• [EXCERPT PROVIDED]:
::::::::::

# What's with the leaning?



## Pumpkin (Sep 6, 2021)

Does anyone else's Vizslas do a super lean? Whenever she sees one of us for the first time in a while (might be just an hour), she runs over and leans all of her body weight on us. What is this about? Just curious. It's very cute.


----------



## Ansel&SierraMom (Sep 1, 2020)

Yes! I read somewhere this a thing that dogs will do with people they love and trust. Its like they are giving you a hug.


----------



## sandiegov (May 31, 2016)

Yes, we have a leaner and if we are standing, he will stand on our foot. 🤣


----------



## Dan_A (Jan 19, 2021)

Every morning Ellie gives me a puppy wash I call it. I sit on the couch with my coffee and phone and she comes on the couch and stares at me. I remove my glasses because I know what's next. She wraps her front legs around my neck like arms , puts her weight on me, and goes to town licking my head like I'm some kind of lollipop. I indulge her for a bit playing along and then I stay OK OK, where of course she leans in with all of her weight and I have to lift her off. It's pretty funny. Sounds pretty normal to me tho she doesn't look to lean on me while i'm standing, maybe too many times with stepped on toes keeps her away!


----------



## Pumpkin (Sep 6, 2021)

::::::::::

• [RECORD EXTRACTS]:
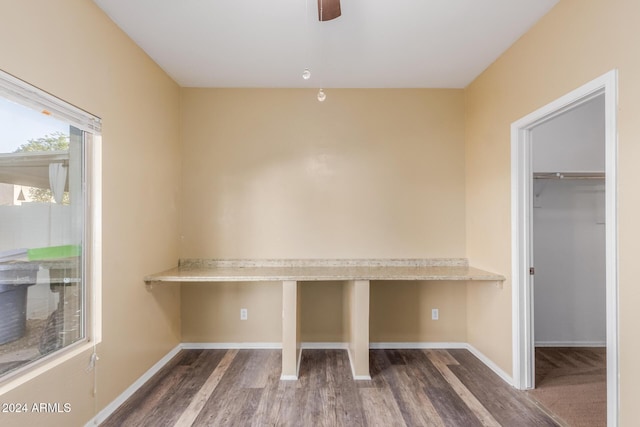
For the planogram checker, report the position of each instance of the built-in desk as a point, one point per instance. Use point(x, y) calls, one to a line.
point(356, 273)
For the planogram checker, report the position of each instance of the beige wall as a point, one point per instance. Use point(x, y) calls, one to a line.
point(575, 43)
point(72, 50)
point(366, 174)
point(273, 173)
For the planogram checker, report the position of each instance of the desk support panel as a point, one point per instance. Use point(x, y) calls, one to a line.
point(291, 349)
point(357, 327)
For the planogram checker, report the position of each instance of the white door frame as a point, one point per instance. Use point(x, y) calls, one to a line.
point(521, 232)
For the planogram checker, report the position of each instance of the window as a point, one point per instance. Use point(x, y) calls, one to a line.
point(47, 276)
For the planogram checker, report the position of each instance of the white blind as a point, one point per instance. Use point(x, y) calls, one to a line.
point(23, 93)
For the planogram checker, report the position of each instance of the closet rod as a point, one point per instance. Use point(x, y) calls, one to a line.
point(568, 175)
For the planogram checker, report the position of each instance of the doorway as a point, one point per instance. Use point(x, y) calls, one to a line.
point(523, 195)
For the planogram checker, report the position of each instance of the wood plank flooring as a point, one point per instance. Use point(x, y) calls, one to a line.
point(572, 383)
point(408, 388)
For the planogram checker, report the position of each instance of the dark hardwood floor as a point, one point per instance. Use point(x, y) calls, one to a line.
point(571, 382)
point(408, 388)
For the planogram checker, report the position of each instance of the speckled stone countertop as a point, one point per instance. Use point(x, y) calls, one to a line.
point(199, 270)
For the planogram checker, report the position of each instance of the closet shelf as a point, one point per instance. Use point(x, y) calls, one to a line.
point(568, 175)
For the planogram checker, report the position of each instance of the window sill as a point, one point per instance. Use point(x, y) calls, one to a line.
point(21, 376)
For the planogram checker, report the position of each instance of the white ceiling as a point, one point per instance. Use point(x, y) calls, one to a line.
point(374, 44)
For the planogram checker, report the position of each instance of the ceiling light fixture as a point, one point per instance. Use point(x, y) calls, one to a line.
point(327, 10)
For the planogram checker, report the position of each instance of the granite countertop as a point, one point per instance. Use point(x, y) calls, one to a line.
point(322, 270)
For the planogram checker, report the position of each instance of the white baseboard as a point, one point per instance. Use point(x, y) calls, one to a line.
point(325, 345)
point(230, 345)
point(570, 344)
point(416, 345)
point(115, 404)
point(490, 364)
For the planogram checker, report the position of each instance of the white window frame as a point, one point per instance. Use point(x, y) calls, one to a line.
point(23, 93)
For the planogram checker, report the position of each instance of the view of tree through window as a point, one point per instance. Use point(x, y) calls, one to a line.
point(42, 223)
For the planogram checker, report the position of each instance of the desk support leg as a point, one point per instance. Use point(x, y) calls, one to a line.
point(357, 295)
point(291, 351)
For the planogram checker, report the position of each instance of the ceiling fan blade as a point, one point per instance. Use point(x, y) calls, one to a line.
point(328, 9)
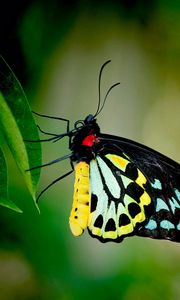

::::::::::

• [WHAT YOU ARE ASKED TO DO]:
Answer these questions about the forum thread on leaning Vizslas.
(a) In the post by Ansel&SierraMom, what does the poster say the leaning is like?
(b) In sandiegov's post, what does the dog do if the owners are standing?
(c) In Dan_A's post, what does the poster remove before Ellie's "puppy wash"?

• [THE ANSWER]:
(a) Giving you a hug.
(b) He stands on their foot.
(c) His glasses.